- **Exercises**:
[1] Do these statements agree with the note on the dfr argument? (a) The dfr passed may contain NA values. (b) In the return value, the columns of omegahat are in the same order as in the original dfr. (c) The length of uid and pihat equals the number of columns in uniqueFactorCombinationsAndContinuousMeans. For each, answer yes or no and quote the deciding words of the note.
[2] Can you continue the note on the dfr argument, starting after its final sentence?

The dfr passed is supposed to not contain any NA values!

Further more, in the return value, the order of the columns (in e.g. omegahat and uniqueFactorCombinationsAndContinuousMeans) is the same as in the original dfr.

The length of uid and pihat is the same as the number of rows in uniqueFactorCombinationsAndContinuousMeans (i.e. the number of unique 'cells' in dfr). Their order also matches (i.e. first item of uid matches the first row of uniqueFactorCombinationsAndContinuousMeans etc.)

The number of columns/rows in omegahat and the number of items in factorCols is also the total number of columns in dfr and thus also in uniqueFactorCombinationsAndContinuousMeans.

- **Dataset records**:
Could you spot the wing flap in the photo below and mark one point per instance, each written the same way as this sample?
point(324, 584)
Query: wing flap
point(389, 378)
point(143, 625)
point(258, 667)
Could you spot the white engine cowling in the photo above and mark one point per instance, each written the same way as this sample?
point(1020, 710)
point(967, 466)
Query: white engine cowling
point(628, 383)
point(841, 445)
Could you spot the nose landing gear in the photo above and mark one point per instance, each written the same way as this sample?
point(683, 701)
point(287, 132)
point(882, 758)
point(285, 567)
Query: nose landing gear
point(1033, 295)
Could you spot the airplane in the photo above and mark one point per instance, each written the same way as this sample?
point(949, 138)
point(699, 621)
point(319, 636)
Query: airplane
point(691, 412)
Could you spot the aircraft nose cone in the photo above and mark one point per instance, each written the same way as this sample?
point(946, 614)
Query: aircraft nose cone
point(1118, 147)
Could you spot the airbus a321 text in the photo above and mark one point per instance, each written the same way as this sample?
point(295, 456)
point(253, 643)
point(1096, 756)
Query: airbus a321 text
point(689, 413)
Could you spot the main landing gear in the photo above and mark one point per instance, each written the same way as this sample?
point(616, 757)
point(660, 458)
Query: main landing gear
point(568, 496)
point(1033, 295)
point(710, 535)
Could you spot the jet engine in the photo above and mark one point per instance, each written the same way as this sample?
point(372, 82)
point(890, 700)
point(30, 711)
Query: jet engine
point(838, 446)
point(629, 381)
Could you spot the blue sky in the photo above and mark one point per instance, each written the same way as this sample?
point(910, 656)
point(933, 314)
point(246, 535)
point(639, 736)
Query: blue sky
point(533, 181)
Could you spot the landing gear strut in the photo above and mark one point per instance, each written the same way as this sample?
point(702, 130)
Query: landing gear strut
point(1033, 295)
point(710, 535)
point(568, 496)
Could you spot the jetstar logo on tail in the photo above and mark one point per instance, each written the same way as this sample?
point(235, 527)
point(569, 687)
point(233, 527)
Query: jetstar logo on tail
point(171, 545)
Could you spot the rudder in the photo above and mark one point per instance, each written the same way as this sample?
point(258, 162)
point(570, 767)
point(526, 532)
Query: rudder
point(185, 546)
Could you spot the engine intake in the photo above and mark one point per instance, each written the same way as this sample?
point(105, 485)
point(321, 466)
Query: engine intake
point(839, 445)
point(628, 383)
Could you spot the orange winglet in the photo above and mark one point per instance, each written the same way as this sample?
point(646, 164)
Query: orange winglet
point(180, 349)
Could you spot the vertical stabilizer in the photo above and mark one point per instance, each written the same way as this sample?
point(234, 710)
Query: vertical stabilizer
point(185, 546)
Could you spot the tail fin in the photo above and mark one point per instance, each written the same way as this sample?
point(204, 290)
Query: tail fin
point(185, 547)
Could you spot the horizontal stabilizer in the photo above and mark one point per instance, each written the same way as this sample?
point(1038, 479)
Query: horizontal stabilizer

- **Replies**:
[1]
(a) No: "The dfr passed is supposed to not contain any NA values!"
(b) Yes: "the order of the columns (in e.g. omegahat and uniqueFactorCombinationsAndContinuousMeans) is the same as in the original dfr."
(c) No: "The length of uid and pihat is the same as the number of rows in uniqueFactorCombinationsAndContinuousMeans"

[2]
Nick Sabbe (nick.sabbe@ugent.be)

"Statistical Analysis with Missing Values"

GLoMo-package, NumDfr, predict, GLoMo-class

iris.md<-randomNA(iris, 0.1)
iris.md.nd<-numdfr(iris.md)
iris.nd.rnd<-rCatsAndCntInDfr(iris.md.nd, orgriName=NULL, verbosity=1)
iris.weights<-iris.nd.rnd$weights
iris.nd.rnd<-iris.nd.rnd[,1:5]
iris.glomo<-GLoMo(iris.nd.rnd, weights=iris.weights, verbosity=1)